**Stored data:**
══════════════════════════════

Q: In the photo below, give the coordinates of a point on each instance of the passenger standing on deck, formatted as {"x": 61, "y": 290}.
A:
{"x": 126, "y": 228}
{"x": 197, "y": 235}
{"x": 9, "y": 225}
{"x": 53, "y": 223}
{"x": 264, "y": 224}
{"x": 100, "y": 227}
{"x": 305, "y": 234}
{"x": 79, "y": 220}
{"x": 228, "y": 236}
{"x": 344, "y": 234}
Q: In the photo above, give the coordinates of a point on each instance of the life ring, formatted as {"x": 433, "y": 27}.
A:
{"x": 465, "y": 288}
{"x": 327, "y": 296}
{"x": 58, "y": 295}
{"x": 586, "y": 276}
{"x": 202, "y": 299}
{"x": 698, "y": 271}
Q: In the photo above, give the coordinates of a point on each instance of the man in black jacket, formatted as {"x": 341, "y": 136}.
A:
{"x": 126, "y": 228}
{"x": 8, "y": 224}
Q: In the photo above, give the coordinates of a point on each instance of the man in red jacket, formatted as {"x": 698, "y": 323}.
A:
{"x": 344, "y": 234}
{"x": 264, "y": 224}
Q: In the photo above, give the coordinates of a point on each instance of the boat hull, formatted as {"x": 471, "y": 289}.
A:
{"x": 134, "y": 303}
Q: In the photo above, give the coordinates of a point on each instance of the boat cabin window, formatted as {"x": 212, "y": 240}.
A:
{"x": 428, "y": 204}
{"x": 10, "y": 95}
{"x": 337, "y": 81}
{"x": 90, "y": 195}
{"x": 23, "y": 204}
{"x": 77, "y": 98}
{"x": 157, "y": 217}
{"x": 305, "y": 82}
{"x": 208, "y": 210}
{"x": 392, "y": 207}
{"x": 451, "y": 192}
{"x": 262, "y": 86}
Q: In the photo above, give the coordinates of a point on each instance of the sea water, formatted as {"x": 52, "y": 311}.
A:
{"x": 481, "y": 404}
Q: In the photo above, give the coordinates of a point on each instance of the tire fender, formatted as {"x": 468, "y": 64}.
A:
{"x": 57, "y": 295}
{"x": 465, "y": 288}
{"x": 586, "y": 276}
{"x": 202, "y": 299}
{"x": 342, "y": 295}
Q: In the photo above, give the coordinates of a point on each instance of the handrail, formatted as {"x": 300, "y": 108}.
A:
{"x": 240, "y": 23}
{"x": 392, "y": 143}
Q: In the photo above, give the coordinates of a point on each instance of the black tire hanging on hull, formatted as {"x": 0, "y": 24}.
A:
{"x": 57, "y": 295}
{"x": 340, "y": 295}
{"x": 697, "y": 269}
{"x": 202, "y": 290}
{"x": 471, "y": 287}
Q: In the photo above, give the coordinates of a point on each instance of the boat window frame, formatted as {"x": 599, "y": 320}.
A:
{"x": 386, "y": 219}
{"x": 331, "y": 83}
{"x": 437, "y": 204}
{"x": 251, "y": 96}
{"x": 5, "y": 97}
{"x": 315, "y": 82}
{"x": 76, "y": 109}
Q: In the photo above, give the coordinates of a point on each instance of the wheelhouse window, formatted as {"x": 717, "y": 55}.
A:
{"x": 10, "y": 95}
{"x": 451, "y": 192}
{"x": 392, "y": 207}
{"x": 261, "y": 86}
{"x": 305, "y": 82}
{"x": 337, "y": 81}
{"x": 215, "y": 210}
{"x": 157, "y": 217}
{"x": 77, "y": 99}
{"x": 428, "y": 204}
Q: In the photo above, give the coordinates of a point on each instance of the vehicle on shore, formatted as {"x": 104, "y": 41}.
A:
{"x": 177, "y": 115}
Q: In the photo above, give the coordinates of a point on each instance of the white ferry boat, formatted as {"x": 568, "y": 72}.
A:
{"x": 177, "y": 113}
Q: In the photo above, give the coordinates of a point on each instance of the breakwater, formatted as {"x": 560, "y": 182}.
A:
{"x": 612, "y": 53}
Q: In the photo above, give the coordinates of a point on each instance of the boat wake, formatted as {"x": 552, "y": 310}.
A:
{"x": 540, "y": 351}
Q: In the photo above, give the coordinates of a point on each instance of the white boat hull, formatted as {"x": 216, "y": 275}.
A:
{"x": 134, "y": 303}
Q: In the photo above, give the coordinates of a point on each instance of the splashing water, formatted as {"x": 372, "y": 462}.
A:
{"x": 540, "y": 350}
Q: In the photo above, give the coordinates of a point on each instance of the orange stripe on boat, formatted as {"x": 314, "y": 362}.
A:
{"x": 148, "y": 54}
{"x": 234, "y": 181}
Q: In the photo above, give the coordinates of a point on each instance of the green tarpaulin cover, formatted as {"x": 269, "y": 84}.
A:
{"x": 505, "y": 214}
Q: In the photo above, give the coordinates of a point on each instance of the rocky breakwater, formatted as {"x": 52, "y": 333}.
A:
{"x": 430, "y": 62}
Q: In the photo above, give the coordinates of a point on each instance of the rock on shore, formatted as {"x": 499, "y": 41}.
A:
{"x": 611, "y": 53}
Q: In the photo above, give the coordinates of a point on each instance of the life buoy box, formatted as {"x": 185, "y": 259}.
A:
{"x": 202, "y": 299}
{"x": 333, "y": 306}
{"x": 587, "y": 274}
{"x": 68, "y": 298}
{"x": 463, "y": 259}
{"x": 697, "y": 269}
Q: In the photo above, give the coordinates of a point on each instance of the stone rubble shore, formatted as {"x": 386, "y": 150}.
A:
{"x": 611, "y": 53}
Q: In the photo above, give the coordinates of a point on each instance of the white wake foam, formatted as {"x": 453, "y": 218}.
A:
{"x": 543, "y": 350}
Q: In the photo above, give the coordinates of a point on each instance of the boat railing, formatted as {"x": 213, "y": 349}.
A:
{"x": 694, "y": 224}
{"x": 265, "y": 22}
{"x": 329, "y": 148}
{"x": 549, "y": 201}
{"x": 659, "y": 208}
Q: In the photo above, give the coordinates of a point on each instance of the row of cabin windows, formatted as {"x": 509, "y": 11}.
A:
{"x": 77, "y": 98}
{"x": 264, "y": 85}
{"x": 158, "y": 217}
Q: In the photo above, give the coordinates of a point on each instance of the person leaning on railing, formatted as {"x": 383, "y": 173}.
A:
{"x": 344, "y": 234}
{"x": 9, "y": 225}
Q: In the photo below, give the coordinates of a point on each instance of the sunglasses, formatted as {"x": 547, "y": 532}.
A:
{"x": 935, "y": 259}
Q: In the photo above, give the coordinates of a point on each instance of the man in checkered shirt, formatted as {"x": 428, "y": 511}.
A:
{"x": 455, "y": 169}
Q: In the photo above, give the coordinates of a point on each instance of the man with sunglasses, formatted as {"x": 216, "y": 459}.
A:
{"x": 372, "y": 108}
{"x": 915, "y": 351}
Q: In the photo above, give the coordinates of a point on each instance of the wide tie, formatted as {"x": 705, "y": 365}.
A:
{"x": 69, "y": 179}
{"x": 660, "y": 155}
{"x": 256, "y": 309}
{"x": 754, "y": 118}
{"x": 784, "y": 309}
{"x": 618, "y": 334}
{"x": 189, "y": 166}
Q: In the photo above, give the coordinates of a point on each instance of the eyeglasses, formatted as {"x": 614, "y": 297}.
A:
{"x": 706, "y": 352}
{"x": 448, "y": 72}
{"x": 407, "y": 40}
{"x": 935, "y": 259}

══════════════════════════════

**Short problem:** Reproduce the data verbatim, starting with the line that contains "the eyeglasses, formatted" and continuing through the last line of the data.

**Task answer:**
Q: In the photo above, give the coordinates of a point on each instance of the eyeglasses, formatted as {"x": 614, "y": 297}.
A:
{"x": 706, "y": 352}
{"x": 448, "y": 72}
{"x": 407, "y": 40}
{"x": 935, "y": 259}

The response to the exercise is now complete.